- Location: Caves Road, Wilyabrup WA 6280, Australia
- Coordinates: 33°47′42″S 115°01′28″E﻿ / ﻿33.79500°S 115.02444°E
- Wine region: Margaret River
- Founded: 1984
- Key people: Courtney Treacher, winemaker
- Parent company: Accolade Wines
- Known for: Brookland Valley Reserve Chardonnay
- Varietals: Chardonnay, Cabernet Sauvignon, Merlot, Sauvignon blanc, Semillon, Shiraz
- Other attractions: Flutes Café; Gallery of Wine Arts;
- Distribution: International
- Tasting: Open to public
- Website: Brookland Valley Estate

= Brookland Valley Estate =

Winery in Wilyabrup, Western Australia

Brookland Valley Estate (often referred to simply as Brookland Valley) is an Australian winery at Wilyabrup, in the Margaret River wine region of Western Australia. Australian wine writer Ray Jordan has described its vineyard as one of Australia's showpieces; another writer, James Halliday, considers its Flutes Café to be one of the best winery restaurants in the region.

==History==
It was founded in 1984.

- Data extract -
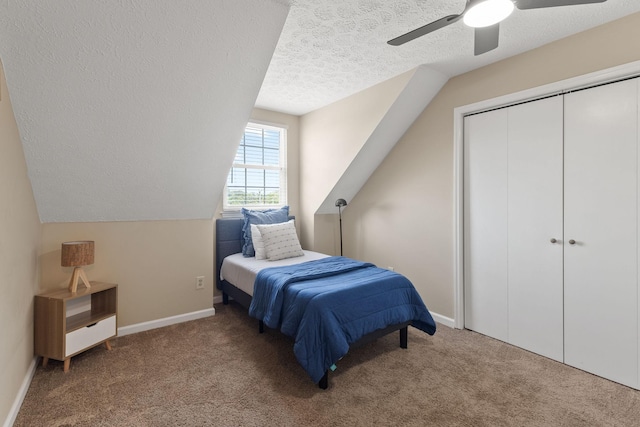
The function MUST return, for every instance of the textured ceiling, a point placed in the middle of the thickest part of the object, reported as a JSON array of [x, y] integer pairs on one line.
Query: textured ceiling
[[132, 109], [330, 49]]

- The exercise -
Write out the part of the Brookland Valley Estate text starting with "Winery in Wilyabrup, Western" and going on through "in the region.", swapping "showpieces" for "highlights". The material has nothing to do with the Brookland Valley Estate text.

- Output for this task -
Winery in Wilyabrup, Western Australia

Brookland Valley Estate (often referred to simply as Brookland Valley) is an Australian winery at Wilyabrup, in the Margaret River wine region of Western Australia. Australian wine writer Ray Jordan has described its vineyard as one of Australia's highlights; another writer, James Halliday, considers its Flutes Café to be one of the best winery restaurants in the region.